+++ RECORDED INFORMATION
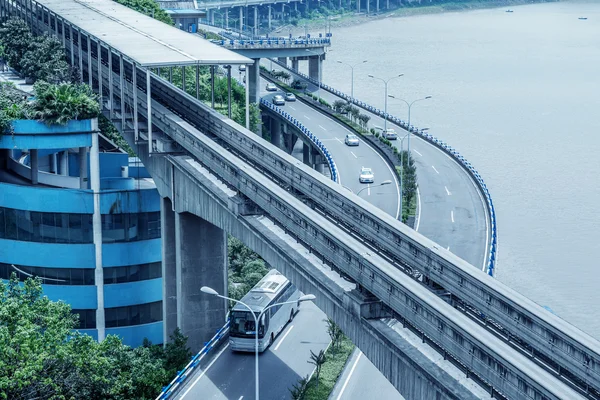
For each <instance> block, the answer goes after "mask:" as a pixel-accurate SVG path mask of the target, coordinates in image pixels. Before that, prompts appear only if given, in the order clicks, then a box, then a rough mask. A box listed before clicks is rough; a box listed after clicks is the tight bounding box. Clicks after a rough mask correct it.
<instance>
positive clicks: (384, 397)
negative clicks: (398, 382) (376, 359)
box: [329, 348, 404, 400]
mask: <svg viewBox="0 0 600 400" xmlns="http://www.w3.org/2000/svg"><path fill="white" fill-rule="evenodd" d="M357 377H360V379H356V378H357ZM373 393H377V396H376V397H377V398H378V399H385V400H404V397H402V395H400V393H398V391H397V390H396V388H395V387H394V386H393V385H392V384H391V383H390V382H389V381H388V380H387V379H385V378H384V377H383V375H382V374H381V372H379V370H378V369H377V368H376V367H375V366H374V365H373V363H371V361H369V359H368V358H367V357H366V356H365V355H364V354H363V353H362V352H361V351H360V350H359V349H358V348H357V349H355V350H354V352H353V353H352V357H351V358H350V360H348V363H347V364H346V368H345V369H344V371H343V372H342V375H340V378H339V379H338V382H337V384H336V385H335V387H334V389H333V392H332V394H331V396H330V397H329V398H330V399H331V400H350V399H370V398H373V397H374V395H373Z"/></svg>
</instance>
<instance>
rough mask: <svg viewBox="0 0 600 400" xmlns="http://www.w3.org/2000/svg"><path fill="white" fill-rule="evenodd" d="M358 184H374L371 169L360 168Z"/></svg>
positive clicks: (365, 167)
mask: <svg viewBox="0 0 600 400" xmlns="http://www.w3.org/2000/svg"><path fill="white" fill-rule="evenodd" d="M358 181H359V182H360V183H373V182H375V174H374V173H373V170H372V169H371V168H367V167H361V169H360V175H359V176H358Z"/></svg>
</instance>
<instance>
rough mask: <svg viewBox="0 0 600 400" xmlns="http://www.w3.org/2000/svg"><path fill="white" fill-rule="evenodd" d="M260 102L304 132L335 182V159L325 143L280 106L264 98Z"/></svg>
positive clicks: (336, 168) (335, 168)
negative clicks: (314, 147) (322, 161)
mask: <svg viewBox="0 0 600 400" xmlns="http://www.w3.org/2000/svg"><path fill="white" fill-rule="evenodd" d="M260 104H261V105H263V106H265V107H267V108H269V109H271V110H273V111H275V112H276V113H277V114H279V115H281V116H282V117H283V118H285V119H286V120H287V121H288V122H290V123H291V124H292V125H294V126H295V127H296V128H298V129H299V130H300V132H302V133H303V134H305V135H306V137H308V139H309V140H310V141H311V142H312V143H313V144H314V145H315V147H316V148H317V149H319V151H320V152H321V153H322V154H323V155H324V156H325V158H326V159H327V164H328V165H329V171H330V172H331V180H332V181H334V182H336V183H337V182H338V171H337V167H336V165H335V161H333V157H332V156H331V154H330V153H329V150H327V147H325V145H324V144H323V143H322V142H321V141H320V140H319V138H318V137H316V136H315V135H313V134H312V132H311V131H309V130H308V129H307V128H306V127H305V126H304V125H302V124H301V123H300V122H298V120H297V119H296V118H294V117H292V116H291V115H289V114H288V113H286V112H285V111H283V110H282V109H281V108H279V107H277V106H275V105H274V104H272V103H270V102H268V101H266V100H264V99H260Z"/></svg>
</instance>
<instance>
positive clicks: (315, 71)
mask: <svg viewBox="0 0 600 400" xmlns="http://www.w3.org/2000/svg"><path fill="white" fill-rule="evenodd" d="M321 63H322V61H321V56H310V57H308V76H309V77H310V78H311V79H316V80H321V76H320V75H321V70H322V68H321Z"/></svg>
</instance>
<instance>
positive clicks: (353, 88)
mask: <svg viewBox="0 0 600 400" xmlns="http://www.w3.org/2000/svg"><path fill="white" fill-rule="evenodd" d="M337 62H338V63H339V64H343V65H347V66H349V67H350V69H351V70H352V81H351V82H352V83H351V89H350V100H351V101H350V102H351V103H353V102H354V67H356V66H357V65H360V64H364V63H366V62H367V60H364V61H361V62H359V63H356V64H354V65H351V64H347V63H345V62H341V61H340V60H338V61H337Z"/></svg>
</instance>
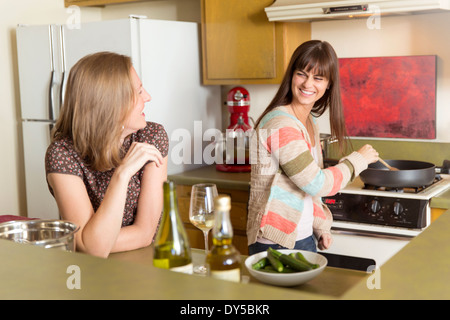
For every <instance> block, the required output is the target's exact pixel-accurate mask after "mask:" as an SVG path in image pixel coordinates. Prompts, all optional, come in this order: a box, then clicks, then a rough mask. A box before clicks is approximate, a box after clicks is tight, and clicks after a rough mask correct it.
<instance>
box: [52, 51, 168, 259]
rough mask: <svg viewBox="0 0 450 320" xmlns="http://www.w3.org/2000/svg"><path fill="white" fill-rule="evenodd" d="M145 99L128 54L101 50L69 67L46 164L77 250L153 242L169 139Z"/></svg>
++++++
## PROBLEM REQUIREMENTS
Although the records above contain pictures, your copy should give only their text, exactly as written.

## ANSWER BELOW
For each <instance> block, the answer goes after "mask:" as a pixel-accurate SVG path mask of the target, coordinates in image pixels. Before that, prompts appear only if given, in the order clicks, then a box, then a rough mask. A box listed before clicks is rough; a box listed after clicks is the tight bounding box. Clicks after a rough mask correct it.
<instance>
positive clicks: (384, 397)
negative clicks: (398, 382) (376, 359)
box: [329, 348, 404, 400]
mask: <svg viewBox="0 0 600 400" xmlns="http://www.w3.org/2000/svg"><path fill="white" fill-rule="evenodd" d="M357 377H360V379H356V378H357ZM373 393H377V396H376V397H377V398H378V399H385V400H404V397H402V395H400V393H398V391H397V390H396V388H395V387H394V386H393V385H392V384H391V383H390V382H389V381H388V380H387V379H385V378H384V377H383V375H382V374H381V372H379V370H378V369H377V368H376V367H375V366H374V365H373V363H371V361H369V359H368V358H367V357H366V356H365V355H364V354H363V353H362V352H361V351H360V350H359V349H358V348H357V349H355V350H354V352H353V353H352V357H351V358H350V360H348V363H347V364H346V368H345V369H344V371H343V372H342V375H340V378H339V379H338V382H337V384H336V385H335V387H334V389H333V392H332V394H331V396H330V397H329V398H330V399H331V400H350V399H370V398H373V397H374V395H373Z"/></svg>
</instance>
<instance>
rough mask: <svg viewBox="0 0 600 400" xmlns="http://www.w3.org/2000/svg"><path fill="white" fill-rule="evenodd" d="M358 184H374L371 169L360 168Z"/></svg>
positive clicks: (365, 167)
mask: <svg viewBox="0 0 600 400" xmlns="http://www.w3.org/2000/svg"><path fill="white" fill-rule="evenodd" d="M358 181H359V182H360V183H373V182H375V174H374V173H373V170H372V169H371V168H367V167H361V169H360V175H359V176H358Z"/></svg>
</instance>
<instance>
rough mask: <svg viewBox="0 0 600 400" xmlns="http://www.w3.org/2000/svg"><path fill="white" fill-rule="evenodd" d="M260 102L304 132L335 182V159L325 143L280 106L264 98Z"/></svg>
positive clicks: (336, 168) (335, 168)
negative clicks: (314, 147) (322, 161)
mask: <svg viewBox="0 0 600 400" xmlns="http://www.w3.org/2000/svg"><path fill="white" fill-rule="evenodd" d="M260 104H261V105H263V106H265V107H267V108H269V109H271V110H273V111H275V112H276V113H277V114H279V115H281V116H282V117H283V118H285V119H286V120H287V121H288V122H290V123H291V124H292V125H294V126H295V127H296V128H298V129H299V130H300V132H302V133H303V134H305V135H306V137H308V139H309V140H310V141H311V142H312V143H313V144H314V145H315V147H316V148H317V149H319V151H320V152H321V153H322V154H323V155H324V156H325V158H326V159H327V164H328V165H329V171H330V172H331V180H332V181H334V182H336V183H337V182H338V171H337V167H336V165H335V161H333V157H332V156H331V154H330V153H329V150H327V147H325V145H324V144H323V143H322V142H321V141H320V140H319V138H318V137H316V136H315V135H313V134H312V132H311V131H309V130H308V129H307V128H306V127H305V126H304V125H302V124H301V123H300V122H298V120H297V119H296V118H294V117H292V116H291V115H289V114H288V113H286V112H285V111H283V110H282V109H281V108H279V107H277V106H275V105H274V104H272V103H270V102H268V101H266V100H264V99H260Z"/></svg>
</instance>
<instance>
positive clicks: (315, 71)
mask: <svg viewBox="0 0 600 400" xmlns="http://www.w3.org/2000/svg"><path fill="white" fill-rule="evenodd" d="M321 63H322V61H321V56H310V57H308V76H309V77H310V78H311V79H316V80H321V76H320V75H321V70H322V68H321Z"/></svg>
</instance>
<instance>
positive clicks: (353, 88)
mask: <svg viewBox="0 0 600 400" xmlns="http://www.w3.org/2000/svg"><path fill="white" fill-rule="evenodd" d="M337 62H338V63H339V64H343V65H347V66H349V67H350V69H351V70H352V81H351V82H352V83H351V89H350V100H351V101H350V102H351V103H353V102H354V67H356V66H357V65H360V64H364V63H366V62H367V60H364V61H361V62H359V63H356V64H354V65H351V64H347V63H345V62H341V61H340V60H338V61H337Z"/></svg>
</instance>
For every <instance> block, the required output is the target's exact pixel-accurate mask after "mask:" as an SVG path in image pixel coordinates. Prompts, all optional, come in this order: a box, then clicks, then a rough mask. A box before clicks is approximate, a box after clicks is tight, and clicks after a rough mask correct it.
<instance>
box: [52, 51, 168, 259]
rough mask: <svg viewBox="0 0 450 320" xmlns="http://www.w3.org/2000/svg"><path fill="white" fill-rule="evenodd" d="M145 99L128 54L101 50L69 67L46 164L77 250L153 242L169 139Z"/></svg>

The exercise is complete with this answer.